▸ CONSIGNE:
Dans l'extrait, modifiez le passage qui va de « Une autre femme, gros » jusqu'à « une femme enceinte. » : remplacez « sentier » par « chemin », puis réécrivez ce passage en entier.

▸ EXTRAIT CHOISI:
La nuit de samedi à dimanche, selon plusieurs autochtones, a été la seule tranquille. Les précédentes ont toujours été rythmées par des coups de fusils faisant terrer la plupart chez eux et pour ceux qui ont eu l’opportunité, quitter leur maison pour se réfugier en brousse.

Retour d’un voyage forcé

Ce déplacement hors de la maison a été bien forcé, pour éviter les affres militaires.

Sur la route de Bohouda, à une dizaine de kilomètres du centre-ville, un groupe de jeunes, nattes sur la tête pour certains, sceaux en plastiques tout couverts en mains pour d’autres disent revenir de la brousse où disent-ils se sont réfugiés toute la semaine. Ils se seraient nourris grâce à des tubercules qu’ils déterraient dans des champs pour se nourrir. « On nous a dit que c’est calme maintenant et qu’on peut revenir à la maison », raconte une jeune fille en Tem (la langue locale) avec un enfant à califourchon.

Une autre femme, gros sac sur la tête, nous raconte qu’une femme enceinte aurait accouché même en brousse d’un enfant prématuré mort-né. Suivre le témoignage

Sur ce sentier où le soleil commençait déjà par dicter sa loi, nous avons croisé des gens certains à pieds, d’autres à moto, rentraient chez eux, avec leurs bagages, les seuls sur lesquels ils ont pu mettre la main.

Encore une quinzaine de kilomètres, sur la route de Koudjikoro, sous un arbre, un groupe de jeunes et une femme enceinte.

Elle hésite encore de rentrer chez elle. « Ça fait 4 jours je suis partie avec 5 enfants. J’ai cherché en vain 2 d’entre eux. Mes sœurs, les frères et ma mère sont encore tous dans la forêt. Je voulais rentrer mais j’ai peur. Là où je suis, je suis malade. Je suis dans mon neuvième mois de grossesse et je sens des malaises. Je pense que je vais accoucher bientôt makis je ne sais plus comment faire. Quand on fuyait de la maison, je me suis écroulée par terre et je sens aussi des maux de rein », nous raconte-elle sous des tecks.

Une victime de bastonnade à son retour de la brousse _ Photo Sylvio Combey

Contrairement à Aïcha, certaines femmes ont bravé la peur avec leur époux et sont rentrés chez eux. Mais le retour n’aura pas été aussi facile. « Je suis parti à Sagbadèyo pour rentrer mes frères à la maison mais au retour des militaires nous ont tabassé. Ils nous ont fait coucher par terre et nous frappaient à tour de rôle avec leurs cordelettes et massues », raconte un jeune homme sous le sceau de l’anonymat, à Kpangalam Zaïre. Selon ses témoignages, ils étaient en tout 9 à subir ces forfaits pendant que les militaires se passaient le mot de ne pas les frapper à la tête, de peur de laisser de traces, confie-t-il.

Pendant plus d’une semaine, le sommeil a été rythmé par des coups de feu répétés violant les droits des populations qui aujourd’hui demandent à reprendre le cours normal de leur vie.

▸ EXTRAITS DES DONNÉES:

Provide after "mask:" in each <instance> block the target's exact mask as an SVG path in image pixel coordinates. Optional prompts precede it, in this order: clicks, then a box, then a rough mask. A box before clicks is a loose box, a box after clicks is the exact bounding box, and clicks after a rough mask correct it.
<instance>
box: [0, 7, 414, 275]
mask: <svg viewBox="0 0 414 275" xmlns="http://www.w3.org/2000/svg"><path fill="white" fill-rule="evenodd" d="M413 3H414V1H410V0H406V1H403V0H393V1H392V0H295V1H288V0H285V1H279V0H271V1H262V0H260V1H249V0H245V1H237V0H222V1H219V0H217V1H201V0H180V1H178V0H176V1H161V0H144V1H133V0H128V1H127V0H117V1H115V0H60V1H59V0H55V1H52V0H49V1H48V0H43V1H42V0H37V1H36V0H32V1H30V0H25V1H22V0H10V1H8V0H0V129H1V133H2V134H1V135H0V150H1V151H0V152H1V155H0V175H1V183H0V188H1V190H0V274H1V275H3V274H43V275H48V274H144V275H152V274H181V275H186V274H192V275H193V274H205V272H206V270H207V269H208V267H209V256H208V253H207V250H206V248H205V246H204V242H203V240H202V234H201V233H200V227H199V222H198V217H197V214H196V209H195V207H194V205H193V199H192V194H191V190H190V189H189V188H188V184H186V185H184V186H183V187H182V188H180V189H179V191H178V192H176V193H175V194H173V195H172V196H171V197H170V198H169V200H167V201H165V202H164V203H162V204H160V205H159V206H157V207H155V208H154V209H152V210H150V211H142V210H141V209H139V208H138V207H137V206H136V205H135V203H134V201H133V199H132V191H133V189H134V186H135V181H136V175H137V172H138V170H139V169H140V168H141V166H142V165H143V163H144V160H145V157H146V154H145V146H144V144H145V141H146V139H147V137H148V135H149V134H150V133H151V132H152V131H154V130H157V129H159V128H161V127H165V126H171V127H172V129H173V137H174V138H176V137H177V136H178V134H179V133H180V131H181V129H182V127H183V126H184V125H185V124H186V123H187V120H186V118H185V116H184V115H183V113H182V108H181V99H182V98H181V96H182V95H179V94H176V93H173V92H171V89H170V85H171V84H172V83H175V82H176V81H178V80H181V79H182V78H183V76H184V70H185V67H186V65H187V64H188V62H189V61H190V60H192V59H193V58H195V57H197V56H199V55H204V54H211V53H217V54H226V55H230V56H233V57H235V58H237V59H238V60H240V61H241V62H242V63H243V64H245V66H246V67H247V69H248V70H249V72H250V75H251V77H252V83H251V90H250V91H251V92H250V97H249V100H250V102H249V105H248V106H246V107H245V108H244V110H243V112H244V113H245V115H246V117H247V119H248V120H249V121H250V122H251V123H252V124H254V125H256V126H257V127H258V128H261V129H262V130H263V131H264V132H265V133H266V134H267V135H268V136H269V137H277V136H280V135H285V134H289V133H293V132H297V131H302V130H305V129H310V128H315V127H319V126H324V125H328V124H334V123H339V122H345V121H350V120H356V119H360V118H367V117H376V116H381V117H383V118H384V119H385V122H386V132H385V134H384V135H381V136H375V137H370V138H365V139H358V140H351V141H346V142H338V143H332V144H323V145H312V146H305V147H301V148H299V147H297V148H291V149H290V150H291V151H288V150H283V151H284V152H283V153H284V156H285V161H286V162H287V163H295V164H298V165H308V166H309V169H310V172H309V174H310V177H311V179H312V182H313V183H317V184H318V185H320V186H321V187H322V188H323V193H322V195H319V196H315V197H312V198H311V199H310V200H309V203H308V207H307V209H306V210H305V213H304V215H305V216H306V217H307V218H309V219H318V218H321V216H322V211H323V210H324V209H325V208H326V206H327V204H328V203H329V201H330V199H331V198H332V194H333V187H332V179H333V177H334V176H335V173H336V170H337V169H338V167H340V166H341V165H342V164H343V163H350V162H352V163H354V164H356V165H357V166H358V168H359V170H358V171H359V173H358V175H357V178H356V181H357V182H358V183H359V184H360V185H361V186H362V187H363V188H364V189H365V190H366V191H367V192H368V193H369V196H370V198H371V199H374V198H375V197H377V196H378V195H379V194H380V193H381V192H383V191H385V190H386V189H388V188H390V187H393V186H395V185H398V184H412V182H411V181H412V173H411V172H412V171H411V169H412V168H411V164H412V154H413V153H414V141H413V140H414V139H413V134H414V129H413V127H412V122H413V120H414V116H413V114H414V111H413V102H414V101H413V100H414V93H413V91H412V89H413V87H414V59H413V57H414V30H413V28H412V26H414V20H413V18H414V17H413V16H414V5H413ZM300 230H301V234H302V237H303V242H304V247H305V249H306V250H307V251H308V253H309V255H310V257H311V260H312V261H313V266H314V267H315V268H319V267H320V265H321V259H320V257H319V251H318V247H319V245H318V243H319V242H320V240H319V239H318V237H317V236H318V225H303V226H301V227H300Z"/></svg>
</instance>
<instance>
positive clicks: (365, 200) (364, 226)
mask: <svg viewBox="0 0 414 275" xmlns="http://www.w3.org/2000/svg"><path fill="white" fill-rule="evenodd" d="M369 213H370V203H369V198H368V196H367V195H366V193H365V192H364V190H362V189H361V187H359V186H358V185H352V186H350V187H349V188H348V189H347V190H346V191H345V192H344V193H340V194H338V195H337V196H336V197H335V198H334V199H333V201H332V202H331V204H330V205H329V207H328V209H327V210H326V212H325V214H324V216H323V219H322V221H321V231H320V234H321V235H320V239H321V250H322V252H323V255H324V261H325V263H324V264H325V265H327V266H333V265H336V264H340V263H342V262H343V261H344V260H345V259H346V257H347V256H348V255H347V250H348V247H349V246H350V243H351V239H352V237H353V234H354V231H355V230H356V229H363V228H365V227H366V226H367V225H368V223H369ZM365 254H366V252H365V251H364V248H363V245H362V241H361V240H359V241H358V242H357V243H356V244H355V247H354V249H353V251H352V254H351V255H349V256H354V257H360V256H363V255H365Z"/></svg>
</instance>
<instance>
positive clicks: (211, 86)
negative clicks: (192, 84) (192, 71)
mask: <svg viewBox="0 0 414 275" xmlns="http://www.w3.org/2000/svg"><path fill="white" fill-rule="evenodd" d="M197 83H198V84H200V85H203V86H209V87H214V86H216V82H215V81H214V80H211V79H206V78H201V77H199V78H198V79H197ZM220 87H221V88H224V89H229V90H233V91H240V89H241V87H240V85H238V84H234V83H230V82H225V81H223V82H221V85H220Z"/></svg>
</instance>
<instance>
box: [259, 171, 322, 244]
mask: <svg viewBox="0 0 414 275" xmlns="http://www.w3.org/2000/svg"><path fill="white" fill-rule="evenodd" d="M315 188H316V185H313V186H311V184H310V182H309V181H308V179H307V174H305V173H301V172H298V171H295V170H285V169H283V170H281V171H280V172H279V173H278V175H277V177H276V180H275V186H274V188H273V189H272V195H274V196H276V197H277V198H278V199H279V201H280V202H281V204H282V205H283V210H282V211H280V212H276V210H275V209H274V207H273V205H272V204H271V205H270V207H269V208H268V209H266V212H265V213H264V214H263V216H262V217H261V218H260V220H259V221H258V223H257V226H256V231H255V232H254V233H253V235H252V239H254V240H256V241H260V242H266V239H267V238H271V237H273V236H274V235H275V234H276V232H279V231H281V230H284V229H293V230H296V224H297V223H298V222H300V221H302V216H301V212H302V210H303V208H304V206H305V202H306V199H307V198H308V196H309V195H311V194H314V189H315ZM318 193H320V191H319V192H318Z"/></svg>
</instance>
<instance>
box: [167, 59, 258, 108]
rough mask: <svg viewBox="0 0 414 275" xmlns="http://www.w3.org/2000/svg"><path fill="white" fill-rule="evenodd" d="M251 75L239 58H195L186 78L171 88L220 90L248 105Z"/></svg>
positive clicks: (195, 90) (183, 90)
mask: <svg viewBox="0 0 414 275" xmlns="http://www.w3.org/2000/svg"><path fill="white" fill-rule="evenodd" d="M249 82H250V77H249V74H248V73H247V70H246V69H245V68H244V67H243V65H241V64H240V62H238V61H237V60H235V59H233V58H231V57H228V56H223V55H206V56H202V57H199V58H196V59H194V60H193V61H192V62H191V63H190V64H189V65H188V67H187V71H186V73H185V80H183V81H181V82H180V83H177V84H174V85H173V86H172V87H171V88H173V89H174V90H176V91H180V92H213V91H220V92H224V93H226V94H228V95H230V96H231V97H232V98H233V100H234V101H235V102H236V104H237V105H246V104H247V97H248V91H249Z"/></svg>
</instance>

▸ RÉPONSE:
Une autre femme, gros sac sur la tête, nous raconte qu’une femme enceinte aurait accouché même en brousse d’un enfant prématuré mort-né. Suivre le témoignage

Sur ce chemin où le soleil commençait déjà par dicter sa loi, nous avons croisé des gens certains à pieds, d’autres à moto, rentraient chez eux, avec leurs bagages, les seuls sur lesquels ils ont pu mettre la main.

Encore une quinzaine de kilomètres, sur la route de Koudjikoro, sous un arbre, un groupe de jeunes et une femme enceinte.